— begin —

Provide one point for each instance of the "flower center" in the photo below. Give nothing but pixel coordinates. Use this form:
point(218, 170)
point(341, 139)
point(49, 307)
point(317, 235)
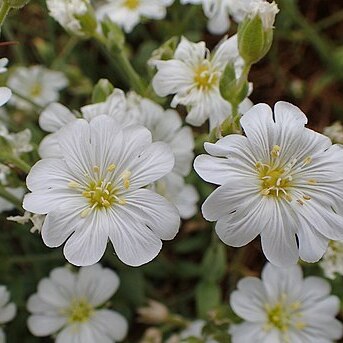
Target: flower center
point(79, 312)
point(36, 90)
point(102, 190)
point(131, 4)
point(276, 178)
point(282, 316)
point(205, 78)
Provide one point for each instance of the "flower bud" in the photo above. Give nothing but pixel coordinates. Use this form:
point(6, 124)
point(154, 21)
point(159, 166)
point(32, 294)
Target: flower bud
point(255, 33)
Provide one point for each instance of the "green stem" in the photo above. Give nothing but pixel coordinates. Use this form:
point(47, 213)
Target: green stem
point(15, 161)
point(4, 10)
point(10, 197)
point(135, 82)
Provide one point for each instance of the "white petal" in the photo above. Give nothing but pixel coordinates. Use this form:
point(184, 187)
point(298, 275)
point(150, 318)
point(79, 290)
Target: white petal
point(97, 284)
point(45, 325)
point(87, 245)
point(154, 211)
point(134, 243)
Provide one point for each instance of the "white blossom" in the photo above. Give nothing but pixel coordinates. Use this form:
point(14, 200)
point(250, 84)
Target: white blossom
point(71, 305)
point(332, 261)
point(128, 13)
point(280, 181)
point(65, 12)
point(284, 307)
point(37, 84)
point(36, 219)
point(95, 192)
point(193, 75)
point(7, 310)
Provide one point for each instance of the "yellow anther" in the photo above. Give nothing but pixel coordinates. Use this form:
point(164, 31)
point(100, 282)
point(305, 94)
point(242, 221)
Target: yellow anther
point(275, 151)
point(73, 184)
point(308, 160)
point(300, 202)
point(111, 168)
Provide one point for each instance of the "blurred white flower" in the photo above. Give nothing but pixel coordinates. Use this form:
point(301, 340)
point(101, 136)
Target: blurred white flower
point(95, 192)
point(37, 84)
point(19, 142)
point(194, 75)
point(280, 181)
point(70, 305)
point(332, 262)
point(7, 310)
point(3, 65)
point(284, 307)
point(128, 13)
point(65, 12)
point(5, 94)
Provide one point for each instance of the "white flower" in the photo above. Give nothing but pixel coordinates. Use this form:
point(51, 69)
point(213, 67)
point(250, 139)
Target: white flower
point(69, 304)
point(19, 142)
point(7, 310)
point(3, 65)
point(194, 75)
point(37, 84)
point(5, 94)
point(95, 192)
point(66, 11)
point(128, 13)
point(332, 262)
point(280, 181)
point(55, 116)
point(284, 307)
point(36, 219)
point(6, 205)
point(335, 132)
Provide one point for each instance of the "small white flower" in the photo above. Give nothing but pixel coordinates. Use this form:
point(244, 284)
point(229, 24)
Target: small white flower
point(19, 142)
point(194, 75)
point(7, 310)
point(95, 192)
point(3, 65)
point(69, 304)
point(5, 94)
point(37, 84)
point(332, 262)
point(65, 12)
point(284, 307)
point(6, 205)
point(280, 181)
point(128, 13)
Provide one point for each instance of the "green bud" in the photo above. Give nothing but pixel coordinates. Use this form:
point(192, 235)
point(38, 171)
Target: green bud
point(17, 3)
point(87, 21)
point(253, 40)
point(113, 34)
point(101, 91)
point(165, 51)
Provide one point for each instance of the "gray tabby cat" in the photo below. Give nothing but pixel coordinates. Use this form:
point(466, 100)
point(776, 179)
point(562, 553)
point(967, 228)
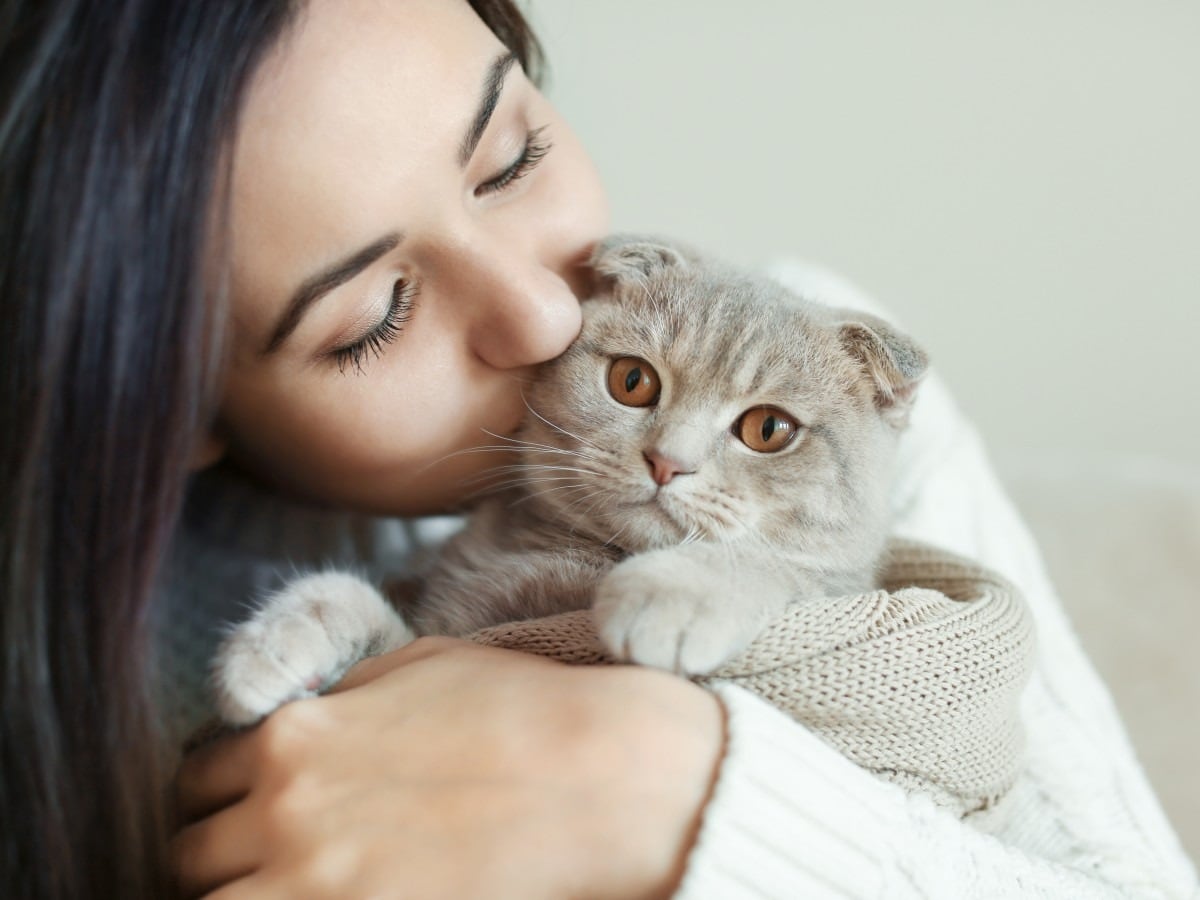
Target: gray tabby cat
point(709, 450)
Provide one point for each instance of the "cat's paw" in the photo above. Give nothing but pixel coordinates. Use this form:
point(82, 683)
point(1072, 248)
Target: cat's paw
point(659, 610)
point(300, 641)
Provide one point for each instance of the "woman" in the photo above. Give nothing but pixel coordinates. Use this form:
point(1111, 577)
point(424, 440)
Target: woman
point(323, 244)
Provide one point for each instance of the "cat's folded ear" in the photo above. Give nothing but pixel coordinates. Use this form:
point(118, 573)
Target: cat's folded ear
point(634, 257)
point(892, 359)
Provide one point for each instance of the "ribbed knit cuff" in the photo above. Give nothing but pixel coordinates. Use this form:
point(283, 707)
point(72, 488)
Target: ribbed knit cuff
point(790, 817)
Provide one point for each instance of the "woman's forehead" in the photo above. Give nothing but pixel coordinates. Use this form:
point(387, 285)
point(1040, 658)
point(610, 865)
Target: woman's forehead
point(357, 103)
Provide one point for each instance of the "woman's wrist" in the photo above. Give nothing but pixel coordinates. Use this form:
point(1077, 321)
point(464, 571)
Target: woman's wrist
point(654, 742)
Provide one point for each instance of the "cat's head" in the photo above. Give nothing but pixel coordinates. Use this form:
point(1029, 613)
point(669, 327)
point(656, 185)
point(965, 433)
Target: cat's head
point(702, 402)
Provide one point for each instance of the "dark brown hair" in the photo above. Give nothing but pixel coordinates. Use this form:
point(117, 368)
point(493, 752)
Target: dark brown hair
point(115, 117)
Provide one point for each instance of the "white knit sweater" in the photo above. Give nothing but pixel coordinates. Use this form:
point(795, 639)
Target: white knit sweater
point(790, 817)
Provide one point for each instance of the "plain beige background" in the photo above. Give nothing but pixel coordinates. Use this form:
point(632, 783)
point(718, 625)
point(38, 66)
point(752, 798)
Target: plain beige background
point(1020, 183)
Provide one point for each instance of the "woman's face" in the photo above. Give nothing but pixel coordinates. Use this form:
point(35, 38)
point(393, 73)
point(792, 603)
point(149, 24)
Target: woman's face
point(409, 223)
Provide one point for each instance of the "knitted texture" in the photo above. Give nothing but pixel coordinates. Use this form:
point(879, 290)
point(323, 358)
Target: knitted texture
point(918, 682)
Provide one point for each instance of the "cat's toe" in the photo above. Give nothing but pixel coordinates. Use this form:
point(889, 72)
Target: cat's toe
point(264, 665)
point(301, 641)
point(653, 623)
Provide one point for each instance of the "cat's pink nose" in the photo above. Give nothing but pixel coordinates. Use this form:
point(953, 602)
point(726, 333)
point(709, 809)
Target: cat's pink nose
point(664, 468)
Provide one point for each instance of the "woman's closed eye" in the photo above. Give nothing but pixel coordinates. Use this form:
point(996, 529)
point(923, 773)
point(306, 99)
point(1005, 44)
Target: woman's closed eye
point(400, 310)
point(535, 148)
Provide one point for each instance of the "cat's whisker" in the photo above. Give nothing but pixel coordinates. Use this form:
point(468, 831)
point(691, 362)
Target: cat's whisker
point(513, 443)
point(557, 427)
point(549, 491)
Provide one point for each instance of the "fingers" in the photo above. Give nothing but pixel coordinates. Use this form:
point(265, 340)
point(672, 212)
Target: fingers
point(220, 850)
point(215, 775)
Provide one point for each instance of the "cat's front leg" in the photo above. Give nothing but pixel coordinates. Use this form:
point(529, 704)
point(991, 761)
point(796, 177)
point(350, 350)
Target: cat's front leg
point(299, 641)
point(687, 609)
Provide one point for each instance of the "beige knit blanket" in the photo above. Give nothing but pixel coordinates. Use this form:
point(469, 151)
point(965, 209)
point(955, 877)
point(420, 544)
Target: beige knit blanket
point(917, 682)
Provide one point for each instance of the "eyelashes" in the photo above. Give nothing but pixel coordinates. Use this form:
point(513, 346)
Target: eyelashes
point(535, 149)
point(400, 310)
point(403, 297)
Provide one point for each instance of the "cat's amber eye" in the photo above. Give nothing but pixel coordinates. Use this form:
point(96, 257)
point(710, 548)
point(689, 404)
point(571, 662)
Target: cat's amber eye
point(634, 382)
point(766, 430)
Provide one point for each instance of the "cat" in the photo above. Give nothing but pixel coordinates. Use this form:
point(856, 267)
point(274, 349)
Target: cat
point(711, 449)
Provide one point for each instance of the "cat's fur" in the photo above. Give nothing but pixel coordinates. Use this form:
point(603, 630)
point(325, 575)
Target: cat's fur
point(683, 540)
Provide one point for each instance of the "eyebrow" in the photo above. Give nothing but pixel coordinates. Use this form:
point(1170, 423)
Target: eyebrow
point(319, 285)
point(493, 83)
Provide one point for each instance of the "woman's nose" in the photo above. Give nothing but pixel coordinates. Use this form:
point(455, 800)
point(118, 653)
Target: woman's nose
point(522, 311)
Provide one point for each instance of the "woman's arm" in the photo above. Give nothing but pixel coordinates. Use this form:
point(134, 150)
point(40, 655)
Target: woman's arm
point(450, 769)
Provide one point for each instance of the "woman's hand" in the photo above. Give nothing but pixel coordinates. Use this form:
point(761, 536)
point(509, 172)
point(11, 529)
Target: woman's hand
point(448, 769)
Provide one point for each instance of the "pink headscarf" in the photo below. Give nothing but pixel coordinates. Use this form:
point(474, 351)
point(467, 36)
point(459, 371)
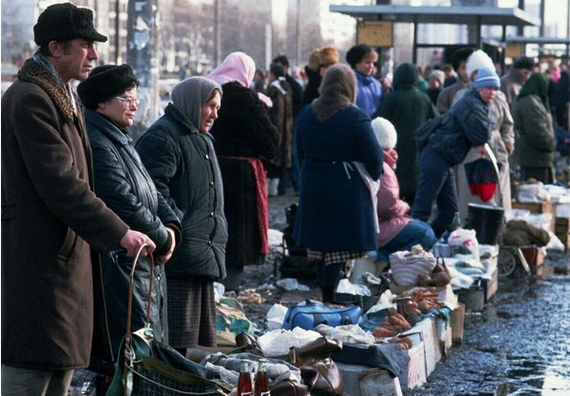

— end —

__Exercise aim__: Copy out the material word for word, from its first line through the line that contains "point(111, 168)", and leave the pictures out.

__Complete output__:
Provide one point for each instance of the "flower center" in the photo below. Give nothing but pixel coordinates. Use this form:
point(218, 170)
point(341, 139)
point(49, 307)
point(317, 235)
Target: flower center
point(79, 312)
point(36, 90)
point(102, 190)
point(131, 4)
point(276, 178)
point(282, 316)
point(205, 78)
Provide one point for each instance of the "flower bud" in the photo above. Give nothing but pixel coordinates. Use this form:
point(6, 124)
point(154, 21)
point(159, 166)
point(32, 294)
Target: flower bud
point(255, 33)
Provide one point for each instance of the "green stem" in the photo above. Give nothing but pixel coordinates. Use this form:
point(47, 213)
Target: green stem
point(15, 161)
point(4, 10)
point(10, 197)
point(135, 82)
Provide one point for each instance of the "white petal" in the photo above. Give nothing but pixel coordinates. Use this form:
point(184, 187)
point(298, 275)
point(150, 318)
point(79, 290)
Target: white petal
point(97, 284)
point(45, 325)
point(87, 245)
point(154, 211)
point(134, 243)
Provide one point for each instance of the "white blossom" in the photo above. Give nothing but pixel coordinates. Use this form:
point(14, 200)
point(250, 84)
Target: white blossom
point(71, 305)
point(332, 261)
point(128, 13)
point(280, 181)
point(65, 12)
point(284, 307)
point(37, 84)
point(36, 219)
point(95, 192)
point(193, 75)
point(7, 310)
Provide one point for each instance of the "yellow anther" in the photo above. Give nothing but pixel coordinates. Use this form:
point(164, 31)
point(100, 282)
point(305, 94)
point(242, 221)
Target: yellow anther
point(275, 151)
point(73, 184)
point(308, 160)
point(300, 202)
point(111, 168)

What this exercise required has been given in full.